PROBLEM DETAILS
In the listing that follows, print every line exactly and leave the images out.
____
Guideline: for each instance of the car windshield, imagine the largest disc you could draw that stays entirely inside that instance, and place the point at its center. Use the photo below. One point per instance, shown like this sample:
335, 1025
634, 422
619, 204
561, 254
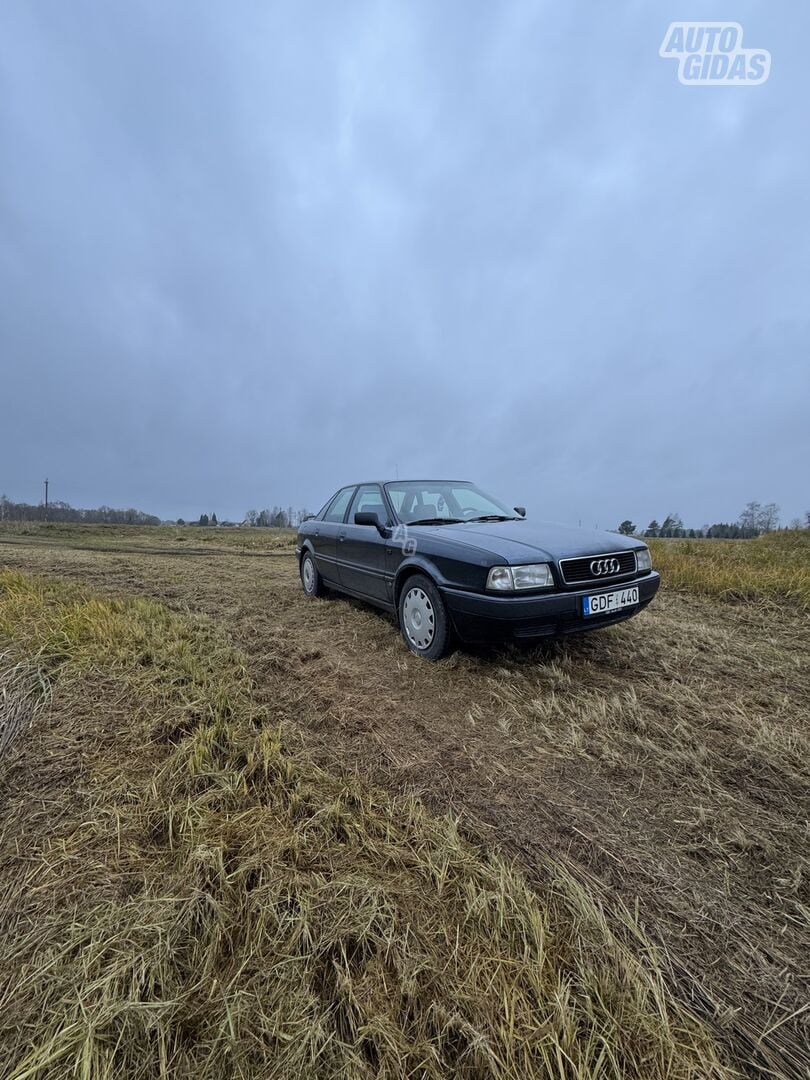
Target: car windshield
443, 501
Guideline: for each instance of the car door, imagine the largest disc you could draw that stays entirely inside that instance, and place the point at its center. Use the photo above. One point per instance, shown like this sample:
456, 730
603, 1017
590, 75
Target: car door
361, 550
325, 535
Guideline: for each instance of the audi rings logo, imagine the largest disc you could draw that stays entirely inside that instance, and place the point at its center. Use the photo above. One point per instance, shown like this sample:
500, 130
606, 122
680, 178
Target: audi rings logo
602, 566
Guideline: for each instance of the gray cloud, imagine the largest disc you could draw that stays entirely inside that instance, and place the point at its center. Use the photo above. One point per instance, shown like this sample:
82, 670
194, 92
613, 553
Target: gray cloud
252, 252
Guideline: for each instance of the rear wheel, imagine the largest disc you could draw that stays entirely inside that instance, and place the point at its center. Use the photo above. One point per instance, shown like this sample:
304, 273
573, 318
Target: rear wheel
423, 621
310, 578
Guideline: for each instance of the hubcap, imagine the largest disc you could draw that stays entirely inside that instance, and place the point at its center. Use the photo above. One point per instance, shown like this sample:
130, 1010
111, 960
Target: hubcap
418, 618
308, 571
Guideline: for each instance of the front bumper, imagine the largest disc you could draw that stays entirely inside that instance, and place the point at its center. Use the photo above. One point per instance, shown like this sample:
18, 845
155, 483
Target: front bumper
480, 617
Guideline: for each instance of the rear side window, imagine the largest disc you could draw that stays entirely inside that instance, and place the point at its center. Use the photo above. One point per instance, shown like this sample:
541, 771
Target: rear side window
368, 498
336, 509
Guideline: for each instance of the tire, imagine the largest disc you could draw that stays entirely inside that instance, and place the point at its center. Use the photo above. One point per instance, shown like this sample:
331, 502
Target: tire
311, 580
423, 621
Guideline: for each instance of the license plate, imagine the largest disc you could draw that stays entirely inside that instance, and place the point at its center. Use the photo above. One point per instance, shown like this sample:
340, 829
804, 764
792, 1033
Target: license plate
608, 603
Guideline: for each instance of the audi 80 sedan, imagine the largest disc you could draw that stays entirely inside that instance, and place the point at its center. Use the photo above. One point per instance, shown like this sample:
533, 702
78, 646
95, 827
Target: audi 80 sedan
453, 563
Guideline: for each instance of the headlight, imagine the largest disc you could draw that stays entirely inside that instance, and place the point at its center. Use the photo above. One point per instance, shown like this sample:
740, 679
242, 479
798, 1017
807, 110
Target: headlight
503, 579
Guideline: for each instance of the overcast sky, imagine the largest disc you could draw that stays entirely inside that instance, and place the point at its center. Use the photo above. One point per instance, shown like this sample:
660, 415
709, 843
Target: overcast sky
252, 252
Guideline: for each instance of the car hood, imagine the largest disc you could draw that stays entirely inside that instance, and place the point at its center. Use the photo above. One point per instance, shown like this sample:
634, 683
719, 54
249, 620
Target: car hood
526, 541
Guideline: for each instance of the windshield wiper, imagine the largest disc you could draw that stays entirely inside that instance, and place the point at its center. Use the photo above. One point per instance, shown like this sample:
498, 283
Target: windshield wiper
494, 517
435, 521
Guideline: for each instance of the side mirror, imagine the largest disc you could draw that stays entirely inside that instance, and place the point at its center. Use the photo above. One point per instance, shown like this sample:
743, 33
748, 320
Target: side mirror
369, 517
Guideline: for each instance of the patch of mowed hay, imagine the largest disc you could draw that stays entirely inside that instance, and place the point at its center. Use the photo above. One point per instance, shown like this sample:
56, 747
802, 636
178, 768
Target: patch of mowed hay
185, 899
773, 567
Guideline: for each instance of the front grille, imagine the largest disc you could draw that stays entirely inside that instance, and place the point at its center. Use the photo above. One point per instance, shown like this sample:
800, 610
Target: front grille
576, 571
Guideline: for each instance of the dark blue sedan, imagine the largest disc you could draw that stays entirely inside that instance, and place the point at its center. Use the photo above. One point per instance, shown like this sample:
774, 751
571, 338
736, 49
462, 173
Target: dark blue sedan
451, 562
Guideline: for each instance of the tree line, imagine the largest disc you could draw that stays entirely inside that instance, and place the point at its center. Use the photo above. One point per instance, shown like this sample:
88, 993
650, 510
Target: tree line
755, 520
271, 518
11, 511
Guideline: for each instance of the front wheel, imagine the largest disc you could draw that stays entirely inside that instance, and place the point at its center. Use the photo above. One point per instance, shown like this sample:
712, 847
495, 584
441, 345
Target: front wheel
310, 578
423, 621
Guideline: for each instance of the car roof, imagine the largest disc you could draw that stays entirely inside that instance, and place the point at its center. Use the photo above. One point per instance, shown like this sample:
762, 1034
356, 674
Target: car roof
390, 480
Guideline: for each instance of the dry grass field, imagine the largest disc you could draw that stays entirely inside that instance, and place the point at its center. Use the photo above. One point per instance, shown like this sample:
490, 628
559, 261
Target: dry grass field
246, 834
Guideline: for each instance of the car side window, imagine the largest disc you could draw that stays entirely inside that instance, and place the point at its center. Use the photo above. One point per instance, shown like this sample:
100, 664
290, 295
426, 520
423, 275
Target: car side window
368, 499
338, 504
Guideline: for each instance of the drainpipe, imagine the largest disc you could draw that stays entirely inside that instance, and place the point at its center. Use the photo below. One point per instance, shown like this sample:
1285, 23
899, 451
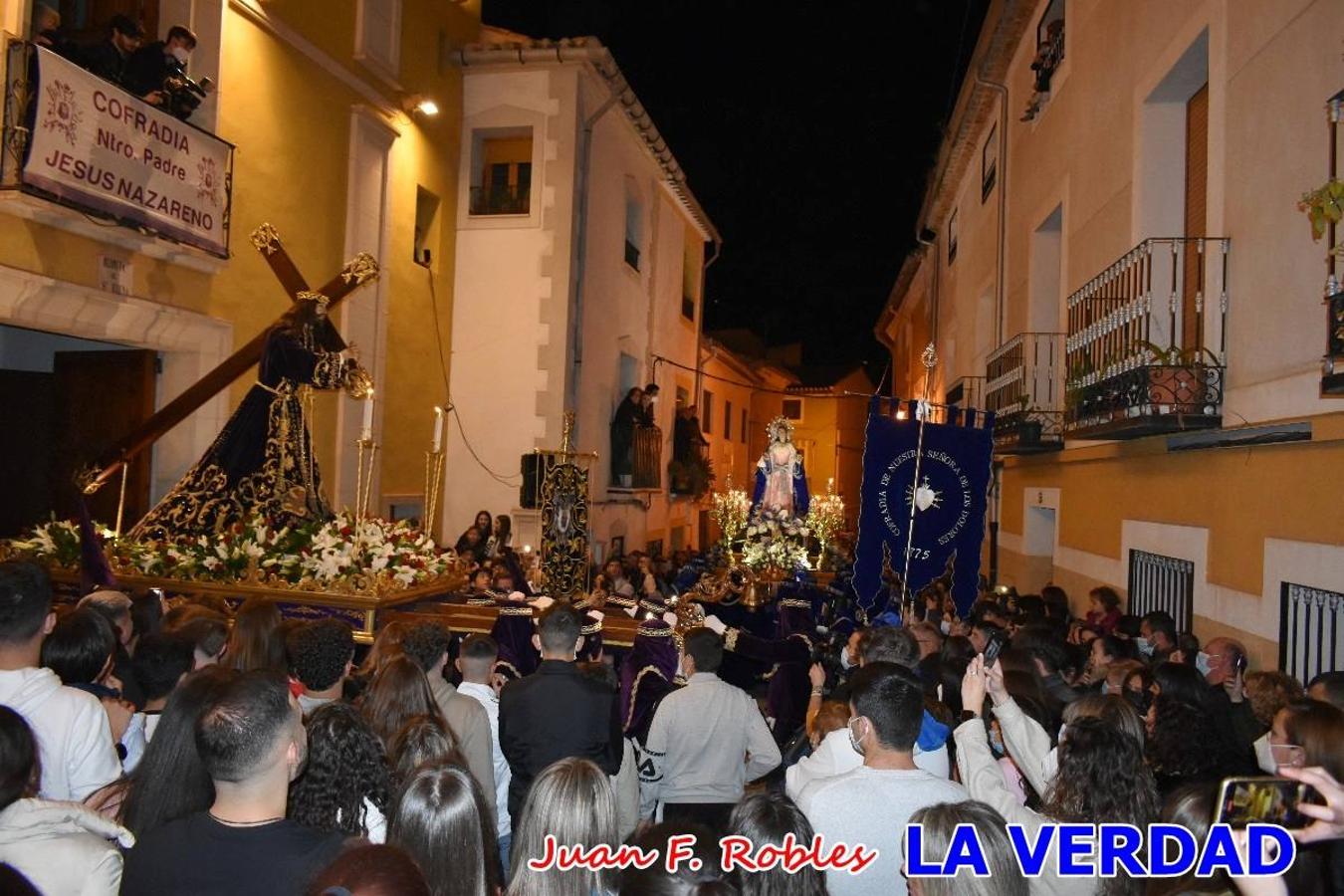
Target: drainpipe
____
RESULT FOR THIS EXERCISE
Guideline: for each instance of the car windshield, imagine the largest disc you could draw that stays entirely inside that instance, and place the point at its center. Use the photo below. One point per instance, shown like this sample:
335, 1025
634, 422
619, 204
561, 254
Target: car windshield
443, 501
Guideline: for each instance of the car door, imagine the largest disc you could draw that stays entirely inside that instance, and place the point at its center. Use the photo above. One point per instance, shown like this sample:
456, 730
603, 1017
590, 75
Target: car door
361, 550
325, 535
Guideline: for each instance of the audi rings logo, imagine the largest disc you could draw that stays entirely inside that instance, and place the point at its center. Use the photo above. One point per instance, shown like this sample:
500, 130
606, 122
680, 178
Target: audi rings logo
602, 566
Guideline: for each instance of the gray cloud, imagine the largest disc you could draw that stays entirely inside that instance, and place the point at its center. Use the photo above. One point per instance, shown like this sample:
82, 670
194, 92
613, 553
Target: gray cloud
252, 252
Guideline: for each instance of the rear wheel, imagine the largest disc you could draw that stays entirely inside that instance, and place the point at its center. Use the photo above. One point per instance, shown like this sample:
304, 273
573, 318
Target: rear wheel
423, 621
310, 578
Guideline: for each instance of the hubcap, imagine the largest disc you could draw that stays entirely inside that instance, and place the point at its center. Use the photo above. One point per instance, shown like this sample:
130, 1010
111, 960
Target: hubcap
418, 618
308, 571
Guideline: for each instance of the front bumper, imagine the largest disc you could draw that stays entirely inside that instance, and place the point at its center. Use the photo above. One point per instance, shown like this sample:
18, 845
155, 483
Target: front bumper
480, 617
Guideline: for each instance of the rear side window, imagine the largest disc you could draw that stays entirely inside that instance, and place the point at its center. Use the photo above. One point per instance, shown like this sample:
541, 771
Target: rear side window
368, 498
336, 509
Guideline: for each instance of the tire, imagine the largest disc you could draw that stays entirely inside that instance, and place the point at its center. Use the photo above. One point per instance, shown like this sample:
331, 502
Target: tire
311, 580
423, 621
Guideline: for each instance of the license plate, imagine the largest disc you could draw that stays entirely inside that instance, and place the point at its center. Use the photo above. One point per instance, shown like this sample:
340, 829
804, 764
792, 1033
Target: license plate
608, 603
Guideline: for each instance of the audi 80 sedan, imagine the largest disc you could draw that stays entirely inside that instance, and place the point at its center. Use the photo above. One point per instance, shown like this sample:
533, 702
78, 646
95, 827
Target: audi 80 sedan
453, 563
Guideline: for each instance of the headlight, imagine the largest disc you could draw that stays entirely inside that instance, and place the point at its center. Use the photo above. One point per instance, shown like this sample:
740, 679
242, 479
798, 1017
807, 110
Target: headlight
503, 579
Guideline: for each instance of the overcast sky, imagine the largest disc you could draw that stays entirely inside that instance, and place the point at its center. Use the photo above. One point per instance, shown like this sample:
660, 415
709, 843
Target: overcast sky
252, 252
Guideline: for each instance of the car hood, imagine the largest disc you could draw that stays entirely inside that instance, and place the point at its center. Use the photo above. One point per instance, shown like this sample:
634, 683
719, 54
249, 620
Target: car hood
526, 541
Guideline: for each instance of the windshield wiper, imagine the largest disc you could draw that stays entirely inside that instance, and place the point at its center. Use the photo above. One point per instance, shown like this sample:
498, 283
Target: windshield wiper
494, 517
435, 521
Guideline: for each instance of the side mirror, imagine the largest disc you could draw that stays entirely inside that instance, and place the point at its center. Use the photo above. One point per instance, shown like this sample:
743, 33
748, 320
Target: side mirror
369, 517
Guideline: for each instance of the patch of mowed hay, imagine the largest disc you could draw that stays entirely inside that instance, and place the point at its center. Use the photo above. One point per instance, shown like this sample:
56, 747
802, 636
178, 768
Target: patch of mowed hay
185, 899
773, 567
Guideline: for each instance of the front grille, imagine the largest disc you could draw that stays entirely inside that instance, and place the point at its center. Use the photo above. One point per instance, shown like this sample:
800, 610
Target: front grille
576, 571
Guideline: for each instance of the dark blue sedan, imagine the largest disc you could draw that stays entirely inside that instance, and place the point at its center. Use the photo above. One point per instance, shown like this sample:
774, 751
571, 338
736, 49
462, 173
Target: dark blue sedan
451, 562
Guideline: for each instance of the tree line, imagine the largest disc you could draw that stays entirely inside that instance, and place the point at its center. Use the photo above. One point per instance, shown like this sample:
88, 993
650, 510
Target: tree line
755, 520
271, 518
11, 511
Guideline: for each instance of the front wheel, imagine the largest disc you could draw that stays entirely inside that instance, and place the point at its center. Use the photo above. One point per instance, shown like this sample:
712, 847
495, 584
441, 345
Target: front wheel
310, 578
423, 621
Guideline: for each instance of the car roof, imagine the largest disc you could draw that stays entirely inside that instance, and place the point at its center. Use the photo above. One point per instance, shown like this sample:
762, 1034
356, 674
Target: car roof
390, 480
Guideline: for each instance of the dry grass field, imagine the largest disc you could draw that stays entirely inside that instance, and place the point at its center. Use the photo above. One point per instance, shown like this sample:
490, 628
559, 261
Target: dry grass field
246, 834
Guideline: for each instance of the car side window, imagine the largest disc you could draw that stays entirely inside that instance, and place the point at its center. Use the photo above. One point per instance, shown like this sample:
100, 664
290, 295
426, 520
423, 275
Target: car side window
368, 499
338, 504
Guideline: for each instance of the drainpipe, imagine the largest disc you could draw that stays entirely inside that instance, and place the point at its center. Use the photo below. One point per instance, shown like this sample:
1285, 23
899, 451
Target: drainpipe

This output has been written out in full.